__Tâche demandée__. Résumez en deux phrases l'extrait ci-dessous sur la contamination de l'eau par l'arsenic.

__Extrait du document__.
L'un des sujets développés dans l' émission SEPT à HUIT du dimanche 9 mars 2003 sur TF1 montrait un site de stockage de produits phytosanitaires à base d'arsenic, abandonnés depuis un certain nombre d'années, recouvert actuellement par un plan d'eau dans le Roussillon, et expliquait clairement que ces eaux par infiltration finissent par contaminer les eaux destinées à la consommation humaine.
 
Curieusement on dispose d'assez peu de données sur la consommation et la qualité de l'eau dans notre région.. Toutefois voici un sujet préoccupant qui éclaire bien la situation et que nous livrons à votre réflexion :
 

Le Puits de Naudinot à RIONS, dans notre Entre-Deux-Mers,
un exemple de ce qui nous arrivera de plus en plus souvent.

__Lignes fournies__.

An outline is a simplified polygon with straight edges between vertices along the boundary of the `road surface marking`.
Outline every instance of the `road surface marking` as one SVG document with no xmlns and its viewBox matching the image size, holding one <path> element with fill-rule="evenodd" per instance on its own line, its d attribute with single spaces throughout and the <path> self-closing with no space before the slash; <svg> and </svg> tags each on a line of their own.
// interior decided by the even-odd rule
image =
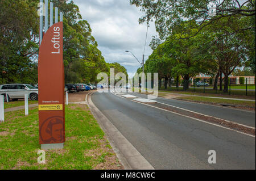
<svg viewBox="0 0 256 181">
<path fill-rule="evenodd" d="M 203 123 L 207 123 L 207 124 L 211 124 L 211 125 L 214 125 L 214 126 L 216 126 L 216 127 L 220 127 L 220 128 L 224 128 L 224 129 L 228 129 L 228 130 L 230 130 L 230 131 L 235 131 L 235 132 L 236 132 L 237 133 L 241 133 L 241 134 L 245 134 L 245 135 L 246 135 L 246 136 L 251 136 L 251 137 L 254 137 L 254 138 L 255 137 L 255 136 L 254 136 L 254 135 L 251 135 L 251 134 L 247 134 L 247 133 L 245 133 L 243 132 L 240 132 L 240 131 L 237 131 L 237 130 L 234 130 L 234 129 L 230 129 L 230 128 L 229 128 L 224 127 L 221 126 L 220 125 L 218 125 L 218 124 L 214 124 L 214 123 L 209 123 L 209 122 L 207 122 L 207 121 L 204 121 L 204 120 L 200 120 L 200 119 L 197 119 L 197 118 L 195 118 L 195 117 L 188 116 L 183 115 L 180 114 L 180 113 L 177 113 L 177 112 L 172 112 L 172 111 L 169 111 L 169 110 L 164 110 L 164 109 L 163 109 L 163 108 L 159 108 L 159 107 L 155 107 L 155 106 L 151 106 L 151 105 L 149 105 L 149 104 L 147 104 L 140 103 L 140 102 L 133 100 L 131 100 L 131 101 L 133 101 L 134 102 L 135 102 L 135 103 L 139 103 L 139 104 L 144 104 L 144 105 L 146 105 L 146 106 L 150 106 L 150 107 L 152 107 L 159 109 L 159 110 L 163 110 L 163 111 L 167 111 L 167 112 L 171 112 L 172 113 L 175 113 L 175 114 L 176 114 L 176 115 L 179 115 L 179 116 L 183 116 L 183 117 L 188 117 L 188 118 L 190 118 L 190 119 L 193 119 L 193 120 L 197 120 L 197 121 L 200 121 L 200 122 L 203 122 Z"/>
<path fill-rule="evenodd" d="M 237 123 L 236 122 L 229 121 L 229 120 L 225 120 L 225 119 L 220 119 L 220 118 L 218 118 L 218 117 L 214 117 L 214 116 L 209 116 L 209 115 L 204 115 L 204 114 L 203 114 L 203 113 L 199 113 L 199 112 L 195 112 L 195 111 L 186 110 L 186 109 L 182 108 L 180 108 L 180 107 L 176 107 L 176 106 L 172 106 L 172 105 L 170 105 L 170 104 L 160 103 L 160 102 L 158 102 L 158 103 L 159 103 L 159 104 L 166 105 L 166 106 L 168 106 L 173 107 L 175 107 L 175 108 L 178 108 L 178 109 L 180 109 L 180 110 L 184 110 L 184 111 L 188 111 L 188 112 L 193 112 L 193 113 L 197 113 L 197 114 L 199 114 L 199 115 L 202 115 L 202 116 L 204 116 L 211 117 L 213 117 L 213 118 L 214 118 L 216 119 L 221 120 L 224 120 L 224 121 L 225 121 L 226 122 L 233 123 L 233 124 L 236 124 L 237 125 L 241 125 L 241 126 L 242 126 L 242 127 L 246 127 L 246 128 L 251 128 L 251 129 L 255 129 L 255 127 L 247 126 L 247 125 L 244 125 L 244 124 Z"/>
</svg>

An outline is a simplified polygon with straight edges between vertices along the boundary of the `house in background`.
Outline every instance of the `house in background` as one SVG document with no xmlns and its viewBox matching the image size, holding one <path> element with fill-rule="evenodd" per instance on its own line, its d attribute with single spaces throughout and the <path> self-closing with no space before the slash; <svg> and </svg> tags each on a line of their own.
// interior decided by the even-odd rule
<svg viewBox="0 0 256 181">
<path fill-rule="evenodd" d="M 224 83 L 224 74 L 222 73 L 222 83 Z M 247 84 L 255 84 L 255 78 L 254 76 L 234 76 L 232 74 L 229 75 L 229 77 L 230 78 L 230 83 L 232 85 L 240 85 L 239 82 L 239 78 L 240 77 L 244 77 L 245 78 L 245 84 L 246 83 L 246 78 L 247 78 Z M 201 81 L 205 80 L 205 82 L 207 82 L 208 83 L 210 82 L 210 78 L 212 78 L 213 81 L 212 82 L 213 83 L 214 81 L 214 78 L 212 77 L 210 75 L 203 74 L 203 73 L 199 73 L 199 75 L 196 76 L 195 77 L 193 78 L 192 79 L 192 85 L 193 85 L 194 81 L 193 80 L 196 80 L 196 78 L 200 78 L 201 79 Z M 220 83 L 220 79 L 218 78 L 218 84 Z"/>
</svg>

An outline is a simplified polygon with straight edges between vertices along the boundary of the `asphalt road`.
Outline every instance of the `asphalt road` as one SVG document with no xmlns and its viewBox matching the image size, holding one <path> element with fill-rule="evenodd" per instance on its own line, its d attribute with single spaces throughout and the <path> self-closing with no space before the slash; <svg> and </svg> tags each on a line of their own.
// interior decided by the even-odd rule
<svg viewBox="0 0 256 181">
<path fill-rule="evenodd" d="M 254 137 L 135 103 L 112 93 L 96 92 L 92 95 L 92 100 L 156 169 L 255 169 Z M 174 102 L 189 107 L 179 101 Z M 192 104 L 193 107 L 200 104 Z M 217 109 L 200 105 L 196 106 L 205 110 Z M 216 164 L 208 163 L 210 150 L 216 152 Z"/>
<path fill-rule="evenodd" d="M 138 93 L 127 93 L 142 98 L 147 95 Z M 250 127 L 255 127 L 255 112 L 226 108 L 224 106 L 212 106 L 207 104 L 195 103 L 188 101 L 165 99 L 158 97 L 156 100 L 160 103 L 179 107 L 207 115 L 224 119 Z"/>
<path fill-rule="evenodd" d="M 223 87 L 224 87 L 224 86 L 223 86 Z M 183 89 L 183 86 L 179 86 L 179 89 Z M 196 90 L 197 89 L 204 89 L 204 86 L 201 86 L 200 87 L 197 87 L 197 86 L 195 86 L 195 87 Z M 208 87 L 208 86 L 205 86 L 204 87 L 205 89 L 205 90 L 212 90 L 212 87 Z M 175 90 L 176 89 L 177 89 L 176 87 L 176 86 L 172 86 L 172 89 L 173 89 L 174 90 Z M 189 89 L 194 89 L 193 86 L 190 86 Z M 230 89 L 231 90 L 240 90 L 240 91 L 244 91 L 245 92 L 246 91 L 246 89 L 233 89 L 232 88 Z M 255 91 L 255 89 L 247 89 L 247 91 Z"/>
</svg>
---
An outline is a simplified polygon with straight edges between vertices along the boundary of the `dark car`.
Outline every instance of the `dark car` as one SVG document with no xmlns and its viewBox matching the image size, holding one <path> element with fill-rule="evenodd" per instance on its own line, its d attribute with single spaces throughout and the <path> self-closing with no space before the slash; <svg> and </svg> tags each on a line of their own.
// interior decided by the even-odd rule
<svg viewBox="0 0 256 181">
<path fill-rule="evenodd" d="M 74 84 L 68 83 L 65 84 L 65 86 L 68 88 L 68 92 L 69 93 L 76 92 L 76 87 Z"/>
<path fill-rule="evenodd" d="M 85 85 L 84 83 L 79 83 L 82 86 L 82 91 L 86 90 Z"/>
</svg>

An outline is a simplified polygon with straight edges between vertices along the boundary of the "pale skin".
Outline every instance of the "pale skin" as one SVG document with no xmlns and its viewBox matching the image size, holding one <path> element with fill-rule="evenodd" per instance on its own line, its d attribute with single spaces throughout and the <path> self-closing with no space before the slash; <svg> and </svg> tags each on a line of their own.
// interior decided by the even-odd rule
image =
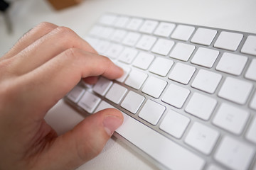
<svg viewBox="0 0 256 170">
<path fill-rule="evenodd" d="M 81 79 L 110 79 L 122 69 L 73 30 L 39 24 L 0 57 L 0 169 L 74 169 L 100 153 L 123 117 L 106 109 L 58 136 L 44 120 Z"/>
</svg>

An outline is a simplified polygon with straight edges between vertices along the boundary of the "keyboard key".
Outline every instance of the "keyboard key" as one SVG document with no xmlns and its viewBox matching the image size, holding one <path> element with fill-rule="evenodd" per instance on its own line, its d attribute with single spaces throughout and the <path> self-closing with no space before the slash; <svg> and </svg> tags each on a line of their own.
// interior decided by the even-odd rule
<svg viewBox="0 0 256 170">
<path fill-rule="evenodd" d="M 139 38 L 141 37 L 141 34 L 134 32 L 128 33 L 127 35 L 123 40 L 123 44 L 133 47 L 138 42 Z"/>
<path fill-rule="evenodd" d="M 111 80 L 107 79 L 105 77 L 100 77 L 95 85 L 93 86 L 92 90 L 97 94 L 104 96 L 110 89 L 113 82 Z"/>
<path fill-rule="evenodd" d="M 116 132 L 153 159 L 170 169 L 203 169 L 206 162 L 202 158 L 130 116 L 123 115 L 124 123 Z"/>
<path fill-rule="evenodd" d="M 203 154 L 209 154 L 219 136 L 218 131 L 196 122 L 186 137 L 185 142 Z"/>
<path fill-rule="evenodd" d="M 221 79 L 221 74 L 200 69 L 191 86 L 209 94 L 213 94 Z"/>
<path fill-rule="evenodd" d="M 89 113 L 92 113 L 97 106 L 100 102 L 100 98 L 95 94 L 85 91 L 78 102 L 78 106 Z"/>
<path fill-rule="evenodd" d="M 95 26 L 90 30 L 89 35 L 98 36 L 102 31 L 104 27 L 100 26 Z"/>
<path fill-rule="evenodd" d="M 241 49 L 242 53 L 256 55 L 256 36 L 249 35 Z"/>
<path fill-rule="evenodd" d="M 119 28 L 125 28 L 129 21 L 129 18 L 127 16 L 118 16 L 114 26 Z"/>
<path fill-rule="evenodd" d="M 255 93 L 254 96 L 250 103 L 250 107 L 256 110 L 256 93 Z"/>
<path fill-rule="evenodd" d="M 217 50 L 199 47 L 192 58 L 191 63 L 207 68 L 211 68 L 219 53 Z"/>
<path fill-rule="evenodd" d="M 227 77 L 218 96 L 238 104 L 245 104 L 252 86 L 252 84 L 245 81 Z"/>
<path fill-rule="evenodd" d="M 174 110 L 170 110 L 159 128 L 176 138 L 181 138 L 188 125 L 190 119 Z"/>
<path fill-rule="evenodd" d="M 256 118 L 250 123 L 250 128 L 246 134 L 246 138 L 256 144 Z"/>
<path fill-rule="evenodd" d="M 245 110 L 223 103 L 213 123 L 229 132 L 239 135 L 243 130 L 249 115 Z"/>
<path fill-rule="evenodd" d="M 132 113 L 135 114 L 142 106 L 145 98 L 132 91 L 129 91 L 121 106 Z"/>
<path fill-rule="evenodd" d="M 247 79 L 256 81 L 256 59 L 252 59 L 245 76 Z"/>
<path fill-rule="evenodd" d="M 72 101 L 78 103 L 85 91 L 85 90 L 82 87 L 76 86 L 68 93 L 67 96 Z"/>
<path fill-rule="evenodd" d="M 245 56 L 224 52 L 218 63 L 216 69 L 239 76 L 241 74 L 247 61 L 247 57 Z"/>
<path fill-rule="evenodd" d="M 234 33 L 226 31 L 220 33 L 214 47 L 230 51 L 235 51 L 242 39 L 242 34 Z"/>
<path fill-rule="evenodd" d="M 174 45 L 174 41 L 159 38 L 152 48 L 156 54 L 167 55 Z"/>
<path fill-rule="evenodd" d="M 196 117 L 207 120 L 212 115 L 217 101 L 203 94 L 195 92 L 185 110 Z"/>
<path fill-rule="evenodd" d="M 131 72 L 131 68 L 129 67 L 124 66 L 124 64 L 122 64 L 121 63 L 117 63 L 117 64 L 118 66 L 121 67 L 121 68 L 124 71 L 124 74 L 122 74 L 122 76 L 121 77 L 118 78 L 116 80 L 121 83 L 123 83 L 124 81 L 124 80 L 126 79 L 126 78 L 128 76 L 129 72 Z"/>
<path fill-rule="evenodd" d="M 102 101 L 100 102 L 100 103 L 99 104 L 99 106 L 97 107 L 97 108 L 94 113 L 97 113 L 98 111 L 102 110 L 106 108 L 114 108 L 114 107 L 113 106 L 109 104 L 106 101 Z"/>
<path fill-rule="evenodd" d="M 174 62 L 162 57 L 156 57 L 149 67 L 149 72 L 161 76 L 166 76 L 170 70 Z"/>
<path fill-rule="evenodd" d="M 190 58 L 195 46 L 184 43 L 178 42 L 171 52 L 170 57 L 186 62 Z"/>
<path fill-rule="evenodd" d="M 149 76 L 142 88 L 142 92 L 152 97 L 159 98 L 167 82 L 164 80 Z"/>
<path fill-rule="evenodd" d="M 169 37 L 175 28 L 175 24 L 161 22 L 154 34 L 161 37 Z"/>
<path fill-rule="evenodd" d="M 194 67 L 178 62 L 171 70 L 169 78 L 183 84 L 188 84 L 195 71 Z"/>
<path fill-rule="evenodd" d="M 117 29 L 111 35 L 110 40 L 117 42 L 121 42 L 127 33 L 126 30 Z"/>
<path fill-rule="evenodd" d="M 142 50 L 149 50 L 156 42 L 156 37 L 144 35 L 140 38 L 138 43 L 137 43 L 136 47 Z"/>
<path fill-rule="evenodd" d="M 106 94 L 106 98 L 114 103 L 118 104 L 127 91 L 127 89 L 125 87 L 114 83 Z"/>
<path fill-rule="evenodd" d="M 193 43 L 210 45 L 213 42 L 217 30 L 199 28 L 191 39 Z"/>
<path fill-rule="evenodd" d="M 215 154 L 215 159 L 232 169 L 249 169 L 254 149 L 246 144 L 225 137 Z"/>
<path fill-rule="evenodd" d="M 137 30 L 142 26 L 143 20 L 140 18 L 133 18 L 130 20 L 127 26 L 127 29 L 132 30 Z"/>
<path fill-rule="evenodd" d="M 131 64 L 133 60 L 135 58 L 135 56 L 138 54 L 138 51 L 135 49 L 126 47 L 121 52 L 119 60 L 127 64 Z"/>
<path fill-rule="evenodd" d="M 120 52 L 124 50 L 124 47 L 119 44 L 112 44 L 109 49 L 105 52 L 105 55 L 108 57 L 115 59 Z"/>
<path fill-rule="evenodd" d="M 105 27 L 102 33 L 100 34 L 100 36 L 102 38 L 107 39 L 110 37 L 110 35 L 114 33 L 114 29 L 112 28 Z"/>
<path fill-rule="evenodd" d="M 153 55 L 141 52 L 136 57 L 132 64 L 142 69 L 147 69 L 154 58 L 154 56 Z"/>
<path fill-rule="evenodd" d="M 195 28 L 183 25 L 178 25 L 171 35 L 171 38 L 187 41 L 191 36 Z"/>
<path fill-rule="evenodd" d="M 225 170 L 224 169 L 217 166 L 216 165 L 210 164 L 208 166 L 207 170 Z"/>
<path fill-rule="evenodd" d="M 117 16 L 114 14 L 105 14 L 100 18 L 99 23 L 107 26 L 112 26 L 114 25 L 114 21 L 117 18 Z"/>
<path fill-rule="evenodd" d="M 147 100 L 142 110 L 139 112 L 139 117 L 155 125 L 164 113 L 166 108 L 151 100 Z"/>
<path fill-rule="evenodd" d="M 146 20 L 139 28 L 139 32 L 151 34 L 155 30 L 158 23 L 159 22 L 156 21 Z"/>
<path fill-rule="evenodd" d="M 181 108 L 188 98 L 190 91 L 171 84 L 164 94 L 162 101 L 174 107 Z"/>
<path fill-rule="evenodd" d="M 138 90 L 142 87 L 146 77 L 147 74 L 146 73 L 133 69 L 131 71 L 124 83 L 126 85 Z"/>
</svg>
...
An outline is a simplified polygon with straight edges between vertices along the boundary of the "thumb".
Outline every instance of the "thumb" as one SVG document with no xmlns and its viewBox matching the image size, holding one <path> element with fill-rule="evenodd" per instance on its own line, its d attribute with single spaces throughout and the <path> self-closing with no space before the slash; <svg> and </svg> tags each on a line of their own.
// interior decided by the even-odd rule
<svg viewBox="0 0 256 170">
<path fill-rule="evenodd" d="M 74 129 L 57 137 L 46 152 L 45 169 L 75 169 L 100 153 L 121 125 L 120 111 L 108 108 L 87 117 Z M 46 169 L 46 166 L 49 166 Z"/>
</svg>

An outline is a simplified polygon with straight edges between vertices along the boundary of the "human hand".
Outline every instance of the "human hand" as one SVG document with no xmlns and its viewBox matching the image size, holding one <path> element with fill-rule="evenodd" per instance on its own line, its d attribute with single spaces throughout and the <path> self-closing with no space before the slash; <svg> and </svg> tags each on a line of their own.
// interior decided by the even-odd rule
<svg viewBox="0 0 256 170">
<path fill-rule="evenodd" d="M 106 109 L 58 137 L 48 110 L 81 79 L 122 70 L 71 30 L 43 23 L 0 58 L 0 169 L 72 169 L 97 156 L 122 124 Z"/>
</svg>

__Réponse produite__. Un sujet de l'émission SEPT à HUIT, diffusé sur TF1 le dimanche 9 mars 2003, montrait dans le Roussillon un site abandonné de stockage de produits phytosanitaires à base d'arsenic, recouvert par un plan d'eau, dont les eaux finissent par infiltration par contaminer l'eau destinée à la consommation humaine. Constatant le peu de données sur la consommation et la qualité de l'eau dans la région, le texte présente comme sujet préoccupant le Puits de Naudinot à Rions, dans l'Entre-Deux-Mers, exemple de ce qui arrivera de plus en plus souvent.